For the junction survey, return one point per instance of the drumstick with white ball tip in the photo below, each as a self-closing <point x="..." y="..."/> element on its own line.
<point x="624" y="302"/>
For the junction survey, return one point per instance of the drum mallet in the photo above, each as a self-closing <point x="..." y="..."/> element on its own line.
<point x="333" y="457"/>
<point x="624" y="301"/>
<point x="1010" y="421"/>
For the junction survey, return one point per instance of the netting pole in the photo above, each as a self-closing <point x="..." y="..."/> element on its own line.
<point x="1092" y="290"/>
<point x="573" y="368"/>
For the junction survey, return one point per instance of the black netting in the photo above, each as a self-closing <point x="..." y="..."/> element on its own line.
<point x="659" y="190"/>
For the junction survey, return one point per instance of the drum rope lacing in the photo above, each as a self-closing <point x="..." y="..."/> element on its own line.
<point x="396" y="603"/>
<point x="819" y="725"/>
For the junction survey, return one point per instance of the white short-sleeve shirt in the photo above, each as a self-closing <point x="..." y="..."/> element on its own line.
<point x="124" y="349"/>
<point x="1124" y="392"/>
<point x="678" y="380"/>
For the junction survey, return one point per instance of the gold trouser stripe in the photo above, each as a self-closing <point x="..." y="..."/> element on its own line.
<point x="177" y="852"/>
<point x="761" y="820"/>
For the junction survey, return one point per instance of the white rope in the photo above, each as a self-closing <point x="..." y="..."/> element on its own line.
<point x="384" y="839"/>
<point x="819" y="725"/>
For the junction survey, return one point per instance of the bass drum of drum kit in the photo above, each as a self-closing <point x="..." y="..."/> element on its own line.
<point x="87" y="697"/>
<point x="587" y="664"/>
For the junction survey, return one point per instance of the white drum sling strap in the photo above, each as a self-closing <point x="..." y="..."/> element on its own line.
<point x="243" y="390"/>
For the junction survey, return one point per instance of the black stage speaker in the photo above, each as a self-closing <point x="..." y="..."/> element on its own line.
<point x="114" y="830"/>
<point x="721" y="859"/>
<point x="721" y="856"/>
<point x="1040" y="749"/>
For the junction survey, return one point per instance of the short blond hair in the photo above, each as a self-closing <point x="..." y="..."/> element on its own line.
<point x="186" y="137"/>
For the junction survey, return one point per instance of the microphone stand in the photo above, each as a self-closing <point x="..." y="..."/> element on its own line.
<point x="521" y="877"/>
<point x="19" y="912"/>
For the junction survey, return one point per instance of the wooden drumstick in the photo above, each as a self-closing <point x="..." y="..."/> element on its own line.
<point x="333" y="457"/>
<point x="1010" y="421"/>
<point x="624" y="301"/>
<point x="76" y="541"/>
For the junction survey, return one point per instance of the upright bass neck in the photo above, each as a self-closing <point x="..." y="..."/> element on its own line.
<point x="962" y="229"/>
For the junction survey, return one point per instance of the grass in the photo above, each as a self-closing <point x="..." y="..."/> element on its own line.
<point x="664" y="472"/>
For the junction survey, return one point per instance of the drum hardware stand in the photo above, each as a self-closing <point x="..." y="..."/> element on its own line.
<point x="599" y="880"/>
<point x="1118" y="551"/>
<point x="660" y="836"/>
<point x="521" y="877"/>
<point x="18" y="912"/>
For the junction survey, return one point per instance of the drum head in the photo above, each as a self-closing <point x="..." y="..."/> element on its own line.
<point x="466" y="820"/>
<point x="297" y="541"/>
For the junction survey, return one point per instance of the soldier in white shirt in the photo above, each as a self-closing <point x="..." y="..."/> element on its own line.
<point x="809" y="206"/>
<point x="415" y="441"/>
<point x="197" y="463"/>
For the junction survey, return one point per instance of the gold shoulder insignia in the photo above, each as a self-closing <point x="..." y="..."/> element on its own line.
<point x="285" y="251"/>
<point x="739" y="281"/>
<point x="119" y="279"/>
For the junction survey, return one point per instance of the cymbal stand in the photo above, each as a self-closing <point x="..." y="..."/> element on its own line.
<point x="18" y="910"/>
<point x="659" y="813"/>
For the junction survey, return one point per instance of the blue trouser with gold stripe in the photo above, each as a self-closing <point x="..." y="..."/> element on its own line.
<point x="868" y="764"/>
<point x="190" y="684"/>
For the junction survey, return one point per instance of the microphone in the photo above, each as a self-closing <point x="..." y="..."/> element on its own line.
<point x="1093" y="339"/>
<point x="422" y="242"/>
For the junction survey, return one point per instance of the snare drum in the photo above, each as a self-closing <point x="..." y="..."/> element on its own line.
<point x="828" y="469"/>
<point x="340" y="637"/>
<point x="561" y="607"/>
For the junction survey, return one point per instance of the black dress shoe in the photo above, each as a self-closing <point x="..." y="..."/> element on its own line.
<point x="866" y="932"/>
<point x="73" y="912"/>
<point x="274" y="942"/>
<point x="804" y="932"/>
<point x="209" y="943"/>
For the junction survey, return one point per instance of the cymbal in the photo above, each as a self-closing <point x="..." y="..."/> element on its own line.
++++++
§ **WHAT IS EXPECTED**
Once you have read the records above, output each of them verbatim.

§ **EXERCISE OUTPUT**
For the junction survey, return one point per instance of the drumstick with white ball tip in the photo below, each as a self-closing <point x="..." y="..."/> element on its own line.
<point x="624" y="302"/>
For the junction survey, return one point per instance of the drum mallet in the photo above, each as a self-closing <point x="..." y="..."/> element on its own line.
<point x="333" y="457"/>
<point x="624" y="301"/>
<point x="1010" y="421"/>
For the junction survey, return one point per instance of the netting pole in the photo above, each as a self-closing <point x="..." y="..."/> element on its own line.
<point x="1092" y="290"/>
<point x="573" y="368"/>
For the junction survey, return one point per instance of the black netting in the photo above, each as a self-closing <point x="..." y="..."/> element on its own line.
<point x="659" y="190"/>
For the junction survey, return one point per instance of the drum rope lacing in the photo above, each as a self-closing <point x="..." y="..."/> element on its own line.
<point x="396" y="603"/>
<point x="819" y="725"/>
For the junction survey, return one point per instance of the white short-sleeve shirt in the photo above, each as a self-closing <point x="..." y="..."/> element on its own line.
<point x="124" y="349"/>
<point x="1124" y="392"/>
<point x="678" y="380"/>
For the junction survey, return one point per instance of the gold trouser stripe in the photo above, each as a self-closing <point x="..." y="..."/> element on its own line.
<point x="177" y="852"/>
<point x="761" y="820"/>
For the junction survey, return one point per instance of the white rope in the photo above, each as a self-closing <point x="..." y="..."/> element on its own line.
<point x="384" y="839"/>
<point x="819" y="725"/>
For the junction survey, return one point per instance of the bass drum of drum kit in the photo above, each as a self-closing <point x="..." y="..."/> element on its own line.
<point x="87" y="697"/>
<point x="587" y="664"/>
For the junction survey, return one point per instance of the white drum sling strap in the photo above, each as a self-closing <point x="..." y="..."/> element on its own line.
<point x="243" y="390"/>
For the junction survey, return one point per instance of the black stage speaker in the photo above, each as a self-closing <point x="..." y="..."/> element on its own line.
<point x="114" y="830"/>
<point x="721" y="859"/>
<point x="721" y="856"/>
<point x="1040" y="749"/>
For the junction survey, return one point per instance of the short blond hair in the photo above, each as a self-closing <point x="..." y="..."/> element on its own line.
<point x="186" y="137"/>
For the junction survey, return one point per instance of the microphone stand in the photo above, each as a self-closing <point x="..." y="..."/> element on its own line.
<point x="521" y="877"/>
<point x="19" y="912"/>
For the junction survey, return one point per instance of the wooden drumstick in the photo above, each as a self-closing <point x="..." y="..."/> element on its own line.
<point x="333" y="457"/>
<point x="1010" y="421"/>
<point x="624" y="301"/>
<point x="76" y="541"/>
For the junction survey, return one point per instance of the upright bass neck in the photo above, each as a self-closing <point x="..." y="..."/> element on its own line.
<point x="962" y="229"/>
For the junction survey, return one point per instance of the grass in the photo above, each as a self-closing <point x="..." y="..."/> element on its own line.
<point x="664" y="472"/>
For the junction survey, return one point per instance of the drum hardware stand in the photo above, each as a self-closing <point x="..." y="..."/> element on its own line.
<point x="599" y="880"/>
<point x="1118" y="551"/>
<point x="660" y="836"/>
<point x="521" y="877"/>
<point x="18" y="912"/>
For the junction survey, return one point per instance of the drum head in the photo above, each as a self-closing <point x="..." y="..."/> element on its own line.
<point x="466" y="820"/>
<point x="297" y="541"/>
For the junction survey, return one point per instance of the soldier in white shirt in the photo above, each as a self-closing <point x="..." y="..."/> element on its own line.
<point x="809" y="206"/>
<point x="415" y="441"/>
<point x="197" y="463"/>
For the junction survey, return one point per instance of the gold shoulder insignia in the photo above, each as a self-closing <point x="..." y="..."/> element on its own line.
<point x="285" y="251"/>
<point x="739" y="281"/>
<point x="119" y="279"/>
For the junction survey, return one point per instance of the cymbal stand in the photo above, each as a self-closing <point x="..." y="..."/> element on its own line.
<point x="18" y="910"/>
<point x="659" y="813"/>
For the junction survey, return one point per instance of the blue trouser with gold stripe in the photo above, each as a self-closing <point x="..." y="..."/> element on its own line.
<point x="868" y="764"/>
<point x="190" y="684"/>
For the junction survey, return one point per instance of the microphone in the photo above, each as a self-closing <point x="..." y="..."/> element on its own line.
<point x="1093" y="339"/>
<point x="422" y="242"/>
For the junction survey, return one point per instance of the snare drum in the photo above, each as a self-closing <point x="..." y="..."/> element on its own line.
<point x="828" y="469"/>
<point x="340" y="637"/>
<point x="561" y="607"/>
For the junction survey, return one point per instance of the black dress shoe in the photo above, each as a self-closing <point x="..." y="..."/> element on its own line.
<point x="866" y="932"/>
<point x="73" y="912"/>
<point x="274" y="942"/>
<point x="804" y="932"/>
<point x="209" y="943"/>
For the junction survey, return one point per instance of the cymbal in the photo above, each as a self-closing <point x="..." y="..."/> element on its own line.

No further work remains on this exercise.